- [Work to complete]
Leaving all pictures aside, copy exactly the lines from the start of the listing below through the line that contains "positive clicks: (150, 221) (176, 230)", and only those lines.

- [Data]
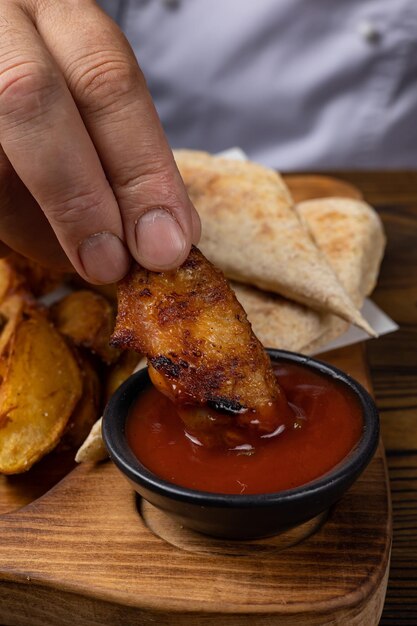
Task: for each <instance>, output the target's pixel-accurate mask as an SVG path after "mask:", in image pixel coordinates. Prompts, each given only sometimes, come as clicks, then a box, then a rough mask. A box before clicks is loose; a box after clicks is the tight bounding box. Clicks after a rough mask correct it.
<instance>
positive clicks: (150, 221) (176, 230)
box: [136, 208, 186, 271]
mask: <svg viewBox="0 0 417 626" xmlns="http://www.w3.org/2000/svg"><path fill="white" fill-rule="evenodd" d="M136 247H137V255H136V258H137V260H138V261H139V263H140V264H141V265H143V266H144V267H147V268H148V269H151V270H156V271H158V270H164V269H171V268H173V267H175V266H176V265H177V264H178V262H179V261H180V260H182V257H183V255H184V251H185V247H186V241H185V237H184V233H183V231H182V229H181V227H180V225H179V224H178V222H177V220H176V219H175V218H174V217H173V216H172V215H171V214H170V213H168V211H165V210H164V209H159V208H158V209H151V210H150V211H147V212H146V213H144V214H143V215H142V216H141V217H140V218H139V220H138V221H137V223H136Z"/></svg>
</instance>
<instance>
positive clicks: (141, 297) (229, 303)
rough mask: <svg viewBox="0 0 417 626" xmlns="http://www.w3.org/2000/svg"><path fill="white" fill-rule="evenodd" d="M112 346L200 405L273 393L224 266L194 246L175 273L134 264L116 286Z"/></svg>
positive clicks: (261, 398) (249, 404)
mask: <svg viewBox="0 0 417 626" xmlns="http://www.w3.org/2000/svg"><path fill="white" fill-rule="evenodd" d="M118 302H119V307H118V315H117V320H116V328H115V331H114V333H113V336H112V344H113V345H115V346H117V347H120V348H128V349H134V350H137V351H138V352H143V353H145V354H146V355H147V357H148V359H149V360H150V362H151V364H152V366H153V367H154V368H155V369H156V370H157V371H158V372H159V373H161V374H163V376H165V377H166V378H167V379H169V380H170V381H173V382H175V383H176V384H177V385H180V386H181V388H182V389H184V390H185V391H186V393H187V395H189V396H191V397H192V398H193V399H194V400H195V401H197V402H199V403H207V402H209V403H210V402H212V403H215V404H219V403H222V402H225V403H226V404H227V407H228V408H229V409H231V410H237V411H238V410H239V409H240V408H242V407H245V408H256V407H257V406H260V405H262V404H265V403H266V402H268V401H271V400H273V399H274V398H275V395H276V381H275V377H274V374H273V372H272V368H271V364H270V361H269V358H268V356H267V354H266V353H265V351H264V349H263V347H262V345H261V344H260V342H259V341H258V339H257V338H256V337H255V335H254V334H253V332H252V329H251V326H250V323H249V322H248V320H247V317H246V313H245V312H244V310H243V308H242V306H241V305H240V304H239V303H238V301H237V299H236V297H235V295H234V293H233V291H232V290H231V289H230V287H229V285H228V283H227V281H226V279H225V277H224V276H223V274H222V272H221V271H220V270H218V269H216V268H215V267H214V266H213V265H212V264H211V263H209V261H207V259H206V258H205V257H204V256H203V255H202V254H201V252H200V251H199V250H198V249H197V248H195V247H193V248H192V250H191V252H190V255H189V257H188V259H187V260H186V261H185V263H184V264H183V265H182V266H181V267H180V268H179V269H178V270H177V271H175V272H165V273H155V272H150V271H148V270H145V269H143V268H142V267H140V266H138V265H134V266H133V267H132V269H131V271H130V273H129V274H128V275H127V276H126V278H125V279H123V280H122V281H121V282H120V284H119V287H118Z"/></svg>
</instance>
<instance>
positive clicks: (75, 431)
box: [58, 354, 101, 449]
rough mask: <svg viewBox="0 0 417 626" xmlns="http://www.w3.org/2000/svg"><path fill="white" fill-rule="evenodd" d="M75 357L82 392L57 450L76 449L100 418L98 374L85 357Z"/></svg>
mask: <svg viewBox="0 0 417 626" xmlns="http://www.w3.org/2000/svg"><path fill="white" fill-rule="evenodd" d="M77 357H78V363H79V365H80V368H81V375H82V382H83V391H82V395H81V398H80V400H79V401H78V404H77V406H76V407H75V409H74V411H73V413H72V415H71V417H70V419H69V421H68V424H67V425H66V428H65V431H64V434H63V435H62V438H61V441H60V443H59V444H58V445H59V449H68V448H78V447H79V446H80V445H81V444H82V443H83V441H84V440H85V439H86V438H87V436H88V434H89V432H90V430H91V428H92V427H93V424H94V423H95V422H96V421H97V420H98V418H99V417H100V408H101V407H100V400H101V385H100V380H99V377H98V374H97V372H96V370H95V368H94V367H93V365H92V363H91V361H90V359H89V358H88V357H87V356H84V355H82V354H78V355H77Z"/></svg>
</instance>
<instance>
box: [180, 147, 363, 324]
mask: <svg viewBox="0 0 417 626" xmlns="http://www.w3.org/2000/svg"><path fill="white" fill-rule="evenodd" d="M175 159H176V161H177V165H178V167H179V170H180V172H181V175H182V177H183V179H184V182H185V185H186V187H187V191H188V193H189V195H190V198H191V200H192V202H193V203H194V205H195V206H196V208H197V210H198V212H199V214H200V216H201V218H202V223H203V233H202V238H201V241H200V244H199V246H200V248H201V250H202V251H203V253H204V254H205V255H206V256H207V257H208V258H209V259H210V260H211V261H212V262H213V263H214V264H215V265H217V266H218V267H220V268H221V269H222V270H223V272H224V273H225V274H226V276H227V277H228V278H230V279H233V280H236V281H239V282H244V283H249V284H252V285H255V286H257V287H259V288H261V289H265V290H267V291H272V292H274V293H278V294H280V295H283V296H285V297H287V298H289V299H291V300H295V301H297V302H300V303H301V304H304V305H307V306H309V307H311V308H313V309H316V310H319V311H325V312H331V313H334V314H336V315H338V316H340V317H342V318H343V319H345V320H347V321H349V322H352V323H354V324H356V325H357V326H360V327H361V328H364V329H365V330H366V331H367V332H369V333H370V334H374V333H373V331H372V329H371V328H370V327H369V325H368V324H367V322H366V321H365V320H364V319H363V318H362V316H361V314H360V313H359V311H358V310H357V308H356V307H355V306H354V304H353V302H352V301H351V299H350V297H349V295H348V294H347V293H346V291H345V290H344V288H343V287H342V285H341V284H340V282H339V280H338V279H337V277H336V275H335V273H334V272H333V270H332V268H331V267H330V266H329V264H328V263H327V261H326V259H325V256H324V255H323V254H322V253H321V251H320V250H319V249H318V247H317V245H316V244H315V243H314V241H313V239H312V237H311V236H310V235H309V232H308V230H307V229H306V228H305V227H304V226H303V223H302V222H301V220H300V219H299V217H298V214H297V212H296V211H295V210H294V207H293V202H292V198H291V195H290V193H289V190H288V189H287V187H286V185H285V183H284V181H283V180H282V178H281V177H280V176H279V174H277V173H276V172H275V171H273V170H270V169H267V168H265V167H263V166H261V165H257V164H255V163H251V162H249V161H247V162H241V161H234V160H231V159H224V158H220V157H214V156H211V155H209V154H207V153H204V152H195V151H190V150H178V151H176V152H175Z"/></svg>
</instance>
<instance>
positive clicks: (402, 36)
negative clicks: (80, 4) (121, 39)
mask: <svg viewBox="0 0 417 626" xmlns="http://www.w3.org/2000/svg"><path fill="white" fill-rule="evenodd" d="M100 4H101V5H102V7H103V8H104V9H105V10H106V11H107V12H108V13H109V14H110V15H111V16H112V17H113V18H114V19H115V20H116V21H117V22H118V23H119V25H120V26H121V28H122V29H123V31H124V32H125V34H126V36H127V37H128V39H129V41H130V44H131V45H132V47H133V48H134V50H135V53H136V56H137V58H138V61H139V64H140V66H141V68H142V70H143V72H144V74H145V77H146V80H147V82H148V86H149V88H150V91H151V93H152V95H153V98H154V101H155V104H156V106H157V109H158V112H159V115H160V117H161V120H162V122H163V125H164V128H165V131H166V133H167V135H168V139H169V141H170V143H171V146H172V147H173V148H180V147H185V148H194V149H202V150H208V151H210V152H219V151H221V150H224V149H226V148H230V147H231V146H240V147H241V148H243V150H244V151H245V152H246V153H247V154H248V155H249V157H250V158H251V159H253V160H256V161H258V162H260V163H263V164H265V165H269V166H270V167H274V168H277V169H280V170H282V171H288V170H291V171H297V170H308V171H315V170H316V171H317V170H337V169H343V168H345V169H378V168H379V169H381V168H382V169H407V168H408V169H415V168H416V167H417V2H416V0H395V2H394V1H393V0H339V1H338V2H335V1H334V0H279V1H277V0H256V1H250V0H246V1H245V0H101V2H100Z"/></svg>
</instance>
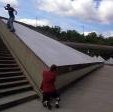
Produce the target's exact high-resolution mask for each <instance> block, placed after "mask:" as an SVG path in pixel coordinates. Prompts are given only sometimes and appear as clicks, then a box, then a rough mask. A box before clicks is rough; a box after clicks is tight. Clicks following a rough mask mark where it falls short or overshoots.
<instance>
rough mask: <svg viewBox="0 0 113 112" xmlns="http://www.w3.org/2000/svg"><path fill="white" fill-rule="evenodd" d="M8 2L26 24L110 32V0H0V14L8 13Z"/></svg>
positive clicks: (112, 30) (78, 31) (16, 16)
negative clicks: (36, 24)
mask: <svg viewBox="0 0 113 112" xmlns="http://www.w3.org/2000/svg"><path fill="white" fill-rule="evenodd" d="M7 3H10V4H11V6H13V7H14V8H15V9H16V10H17V11H18V15H17V16H16V20H19V21H23V22H26V23H28V24H32V25H35V26H36V24H37V25H50V26H60V27H61V28H62V30H67V29H71V30H77V31H78V32H80V33H83V32H85V34H87V33H88V32H92V31H95V32H97V33H99V34H103V35H107V36H113V0H0V16H4V17H8V14H7V11H5V10H4V6H5V5H6V4H7ZM36 20H37V22H36Z"/></svg>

- [Task solution]
Task: for each <instance>, output the target's pixel-accurate mask as an SVG path after "mask:", in image pixel coordinates. Prompts, each given only sometimes, come as clicks, then a box, then a rough mask. A box before clicks is loose; a box after clicks is the tight bounding box. Clicks after a rough mask correct it.
<instance>
positive clicks: (150, 221) (176, 230)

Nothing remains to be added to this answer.